Texte retenu.
------------------------------------------------------------------------
1914 : La CGT compte alors environ 300 000 adhérents. Elle organise des manifestations syndicales contre la guerre le 27 juillet. Le 31 juillet, Jean Jaurès est assassiné ! Le 1er août c’est la mobilisation générale et le début d’un conflit mondial, il va durer 4 ans ! Le 3 août, c’est la déclaration de guerre de l’Allemagne à la France. Le 4 août, la CGT rallie l’Union sacrée . Lors du CCN de la CGT, tenu du 26 novembre au 5 décembre, seule une minorité se prononce contre la guerre. En septembre 1914, Léon Jouhaux Secrétaire général de la CGT entre au Comité de Secours national, délégué à la Nation pour “soutenir le moral du pays et l’effort de guerre”. Seule une minorité rassemblée autour de la Fédération des Métaux et du groupe de “La vie ouvrière”combat les orientations du groupe dirigeant !

1915 : Après la démission de Pierre Monatte de la direction de la CGT, le 3 janvier, en protestation contre le ralliement de celle-ci à l’Union Sacrée, la guerre fait chuter les effectifs à 50 000 adhérents.

1917 Dans l’année, on compte 696 grèves et 293 810 grévistes en France. Parallèlement, les effectifs remontent à 300 000. Les 6 et 7 novembre, c’est la rupture de l’Union sacrée. Au même moment, éclate la Révolution d’Octobre en Russie. Dans les heures qui suivent le déclenchement de la Révolution, Lénine fait approuver le fameux Décret sur la paix . Il annonce l’abolition de la diplomatie secrète et la proposition, à tous les pays en guerre, d’entamer des pourparlers « en vue d’une paix équitable et démocratique, immédiate, sans annexions et sans indemnités ». Seule l’Allemagne accepte ! [8]

1919 : 25 mars : « on vote la loi sur les conventions collectives. 28 mars : la loi supprimant le travail de nuit dans les boulangeries. Le 23 avril : les lois sur la journée de 8 heures ». Le 1er mai, la grève générale de 24 heures est marquée par 500 000 manifestants à Paris (1 mort). La CGT passe à un effectif de 1 million et demi d’adhérents. Dans l’année, on compte 2 206 grèves et 1 160 000 grévistes en France » [9]. Le 30 avril : Pierre Monatte crée les Comités syndicalistes révolutionnaires. En décembre 1920, dans la salle des Manèges jouxtant l’Abbaye St Julien de Tours, la majorité du Parti socialiste crée le Parti communiste français. En 1921, les partisans de la lutte des classes vont gagner progressivement en influence au point de faire pratiquement jeu égal avec les réformistes au Congrès de Lille de la CGT. Toutefois, bien que faisant tout pour préserver l’unité, les minoritaires seront exclus et constitueront la CGT unitaire (CGTU) au congrès de St Etienne en 1922, ils rejoindront dans ces circonstances les rangs de la jeune Internationale Syndicale Rouge ou Pro-fin ternnée de la Révolution d’Octobre.
------------------------------------------------------------------------
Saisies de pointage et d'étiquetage

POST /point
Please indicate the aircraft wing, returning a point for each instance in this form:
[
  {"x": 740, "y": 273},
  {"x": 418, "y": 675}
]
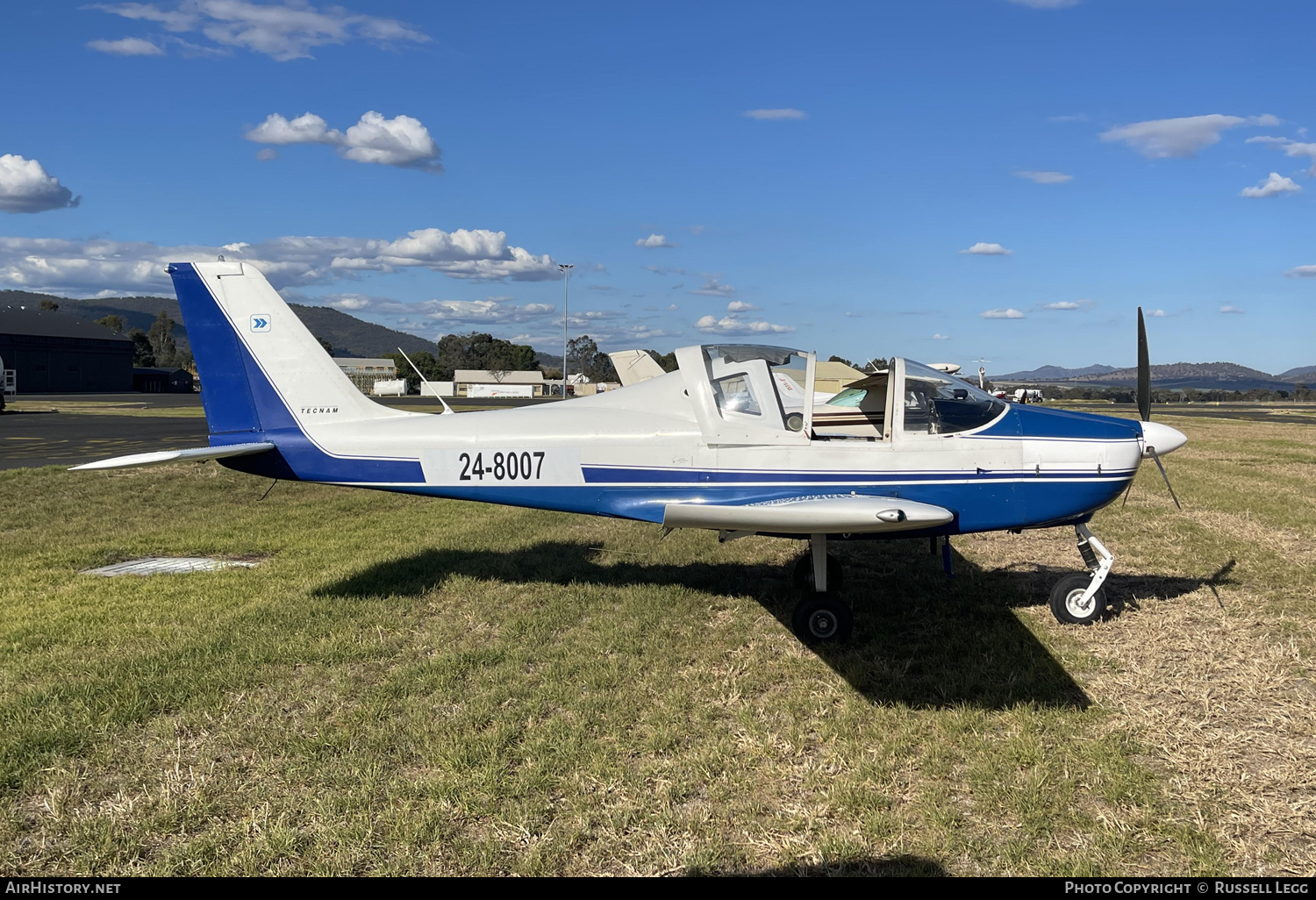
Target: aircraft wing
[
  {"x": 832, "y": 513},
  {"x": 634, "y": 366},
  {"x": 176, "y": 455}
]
------------------------------------------------------------------------
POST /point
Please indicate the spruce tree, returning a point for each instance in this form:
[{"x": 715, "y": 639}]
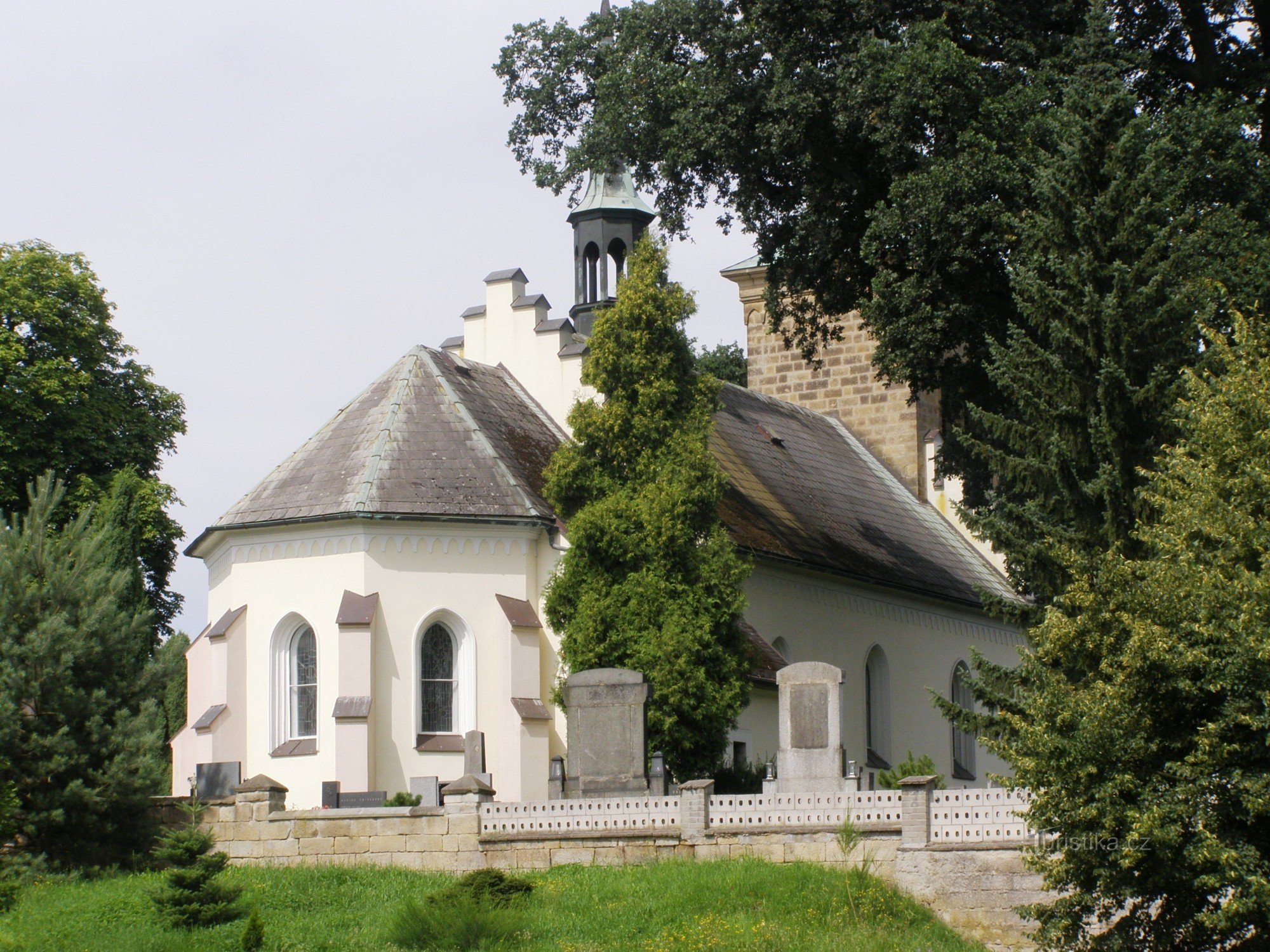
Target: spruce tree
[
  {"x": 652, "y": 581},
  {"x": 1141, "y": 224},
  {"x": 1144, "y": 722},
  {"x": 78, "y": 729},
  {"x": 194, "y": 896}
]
------------------------------------------------------------------------
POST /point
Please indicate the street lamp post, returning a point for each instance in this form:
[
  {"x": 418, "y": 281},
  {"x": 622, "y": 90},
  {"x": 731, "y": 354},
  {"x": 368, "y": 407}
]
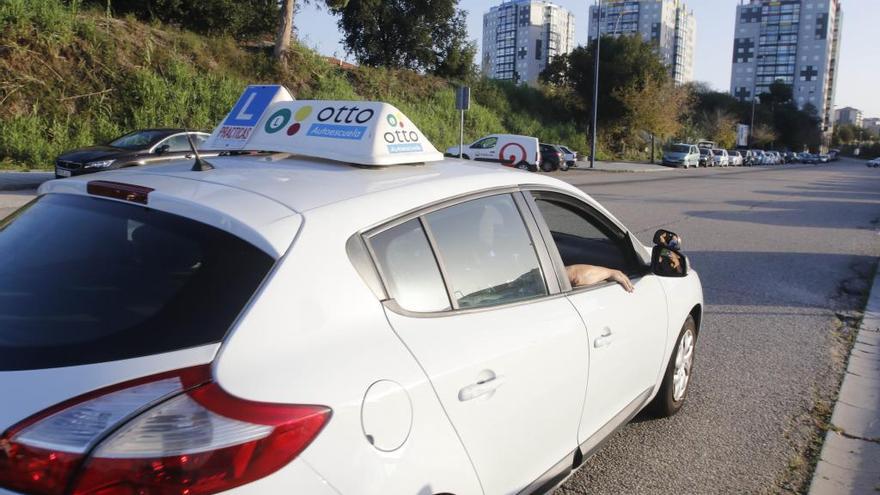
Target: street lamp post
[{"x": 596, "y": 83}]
------------------------------------------------------------------------
Consigne.
Mettez à jour le passage de l'historique de la CGT allant de « 1914 : La CGT » à « du groupe dirigeant ! » en remplaçant « mobilisation générale » par « mobilisation totale ».

Réponse rédigée.
1914 : La CGT compte alors environ 300 000 adhérents. Elle organise des manifestations syndicales contre la guerre le 27 juillet. Le 31 juillet, Jean Jaurès est assassiné ! Le 1er août c’est la mobilisation totale et le début d’un conflit mondial, il va durer 4 ans ! Le 3 août, c’est la déclaration de guerre de l’Allemagne à la France. Le 4 août, la CGT rallie l’Union sacrée . Lors du CCN de la CGT, tenu du 26 novembre au 5 décembre, seule une minorité se prononce contre la guerre. En septembre 1914, Léon Jouhaux Secrétaire général de la CGT entre au Comité de Secours national, délégué à la Nation pour “soutenir le moral du pays et l’effort de guerre”. Seule une minorité rassemblée autour de la Fédération des Métaux et du groupe de “La vie ouvrière”combat les orientations du groupe dirigeant !